ACTIONS TO TAKE ::
A. Please transcribe everything in the passage on the players' contract talks from "The owners have" down to "it needs to.".
B. Give the records from the line containing "distant building, which" down to the line containing "pixel 301 253" as a Markdown table with the columns No. and Entry, one line per row, skipping blank lines.

READING TEXT ::

──────────────────────────────

The owners have no problem proving it, but the players are asking for too much information. The players want to see the complete books with full line item disclosure. There is no way they will ever get that. The players asking to see the books is simply a play for sympathy and a negotiating tool. They don't really care what the books say. They just want the threat of having to see them in play so they can get the best possible deal. I have no problem with them trying to get a good deal for themselves, but they are doing it in an obstructionist manner and making this all take a lot longer than it needs to.

 

That's all well and good, but it comes down to this: the owners wanted more money each year before revenue-sharing (or however the players will be paid) occurs. The players don't see a dime of that money. Regardless of whether they were negotiating a different revenue model or how they were splitting the pie after the expense money comes out, the owners are asking to set aside more money just for them. That's a worse deal for the players unless they get an equal-sized increase in their take of what's left over, which the owners never offered.

 

Haven't I said that they were about 2 counter offers away from a deal? Did I ever say that the players should have taken that deal? You're bitching about the last offer from the league like it was an ultimatum or something. Just to remind you, it was the players that walked away without making a counter offer.

 

And since that money goes directly to the owners, and is earmarked for the expenses that they refuse to demonstrate, they could very well be trying to get the union to sign a deal that keeps the owners' revenues constant while shifting a significant chunk of their expenses onto the players.

 

What? The players ARE an expense. How do you put an expense on an expense? Quite simply, as long as the players don't get paid less than they are right now, the cap continues to go up, the players are getting better benefits, and retired players are getting better taken care of, I think that would be a great deal for the players and I could not possibly care less about where the rest of the money goes.

 

The cap ceiling is not the same as the players' union's cut of revenues. And whether people's current contracts are adjusted isn't the point - the point is what happens to future contracts during the term of the next CBA. Whether or not you want to call it a pay cut, they were asking the players to sign on to a deal that would reduce their future contracts (in the aggregate) from what they would have been under the old rules. Whether you call that a pay cut or a smaller contract, it's still less money than they would have made under the status quo.

 

No argument on any of that - except that with the CBA expiring, there is no longer any status quo. It's time to cut a brand new deal. The past CBA is expired, dead, it's pushing up daisies, it's bereft of life, it's joined the choir invisible and shuffled off it's mortal coil. As I said, it's time for a new deal and worrying continuously about the deal that has expired is pointless. The players aren't going to get the same deal they had. They are going to get a lot of non-monetary things that they want too. It's going to be a brand new deal that can't be properly compared to the last one. Stop trying to do so.

──────────────────────────────

Saved entries
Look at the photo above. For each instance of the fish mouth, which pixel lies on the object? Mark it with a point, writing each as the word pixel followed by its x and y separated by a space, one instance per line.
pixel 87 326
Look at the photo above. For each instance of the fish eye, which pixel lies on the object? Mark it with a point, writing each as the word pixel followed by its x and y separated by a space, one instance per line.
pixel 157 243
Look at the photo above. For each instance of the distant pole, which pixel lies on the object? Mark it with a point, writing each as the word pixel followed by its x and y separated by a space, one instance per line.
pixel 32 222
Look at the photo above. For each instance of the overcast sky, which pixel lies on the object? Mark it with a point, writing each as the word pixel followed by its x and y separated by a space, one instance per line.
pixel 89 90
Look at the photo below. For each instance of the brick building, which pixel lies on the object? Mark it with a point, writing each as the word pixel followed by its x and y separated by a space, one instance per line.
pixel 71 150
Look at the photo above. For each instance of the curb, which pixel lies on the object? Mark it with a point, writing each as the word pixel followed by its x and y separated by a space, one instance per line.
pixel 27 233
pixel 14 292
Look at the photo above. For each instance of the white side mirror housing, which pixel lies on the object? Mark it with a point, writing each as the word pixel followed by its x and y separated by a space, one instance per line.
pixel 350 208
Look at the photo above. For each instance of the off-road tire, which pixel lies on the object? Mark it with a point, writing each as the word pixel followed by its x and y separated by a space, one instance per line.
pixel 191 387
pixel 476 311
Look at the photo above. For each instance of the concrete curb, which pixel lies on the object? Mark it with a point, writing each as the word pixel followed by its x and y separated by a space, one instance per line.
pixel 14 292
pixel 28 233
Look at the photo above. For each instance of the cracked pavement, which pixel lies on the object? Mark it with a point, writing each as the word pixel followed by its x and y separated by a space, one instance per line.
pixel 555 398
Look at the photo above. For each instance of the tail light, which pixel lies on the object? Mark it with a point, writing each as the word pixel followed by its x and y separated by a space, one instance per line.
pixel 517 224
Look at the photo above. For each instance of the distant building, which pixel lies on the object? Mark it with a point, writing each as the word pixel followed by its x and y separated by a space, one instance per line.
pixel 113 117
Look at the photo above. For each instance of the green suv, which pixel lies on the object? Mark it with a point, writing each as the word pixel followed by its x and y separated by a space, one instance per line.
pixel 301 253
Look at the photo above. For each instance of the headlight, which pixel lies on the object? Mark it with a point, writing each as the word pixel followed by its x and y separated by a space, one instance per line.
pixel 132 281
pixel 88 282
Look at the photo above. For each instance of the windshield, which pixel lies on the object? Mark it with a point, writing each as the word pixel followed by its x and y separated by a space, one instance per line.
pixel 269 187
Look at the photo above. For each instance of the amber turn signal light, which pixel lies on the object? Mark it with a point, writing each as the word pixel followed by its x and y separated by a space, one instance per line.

──────────────────────────────

ANSWERS PER TASK ::
A.
The owners have no problem proving it, but the players are asking for too much information. The players want to see the complete books with full line item disclosure. There is no way they will ever get that. The players asking to see the books is simply a play for sympathy and a negotiating tool. They don't really care what the books say. They just want the threat of having to see them in play so they can get the best possible deal. I have no problem with them trying to get a good deal for themselves, but they are doing it in an obstructionist manner and making this all take a lot longer than it needs to.

B.
| No. | Entry |
|---|---|
| 1 | Look at the photo above. For each instance of the distant building, which pixel lies on the object? Mark it with a point, writing each as the word pixel followed by its x and y separated by a space, one instance per line. |
| 2 | pixel 113 117 |
| 3 | Look at the photo above. For each instance of the green suv, which pixel lies on the object? Mark it with a point, writing each as the word pixel followed by its x and y separated by a space, one instance per line. |
| 4 | pixel 301 253 |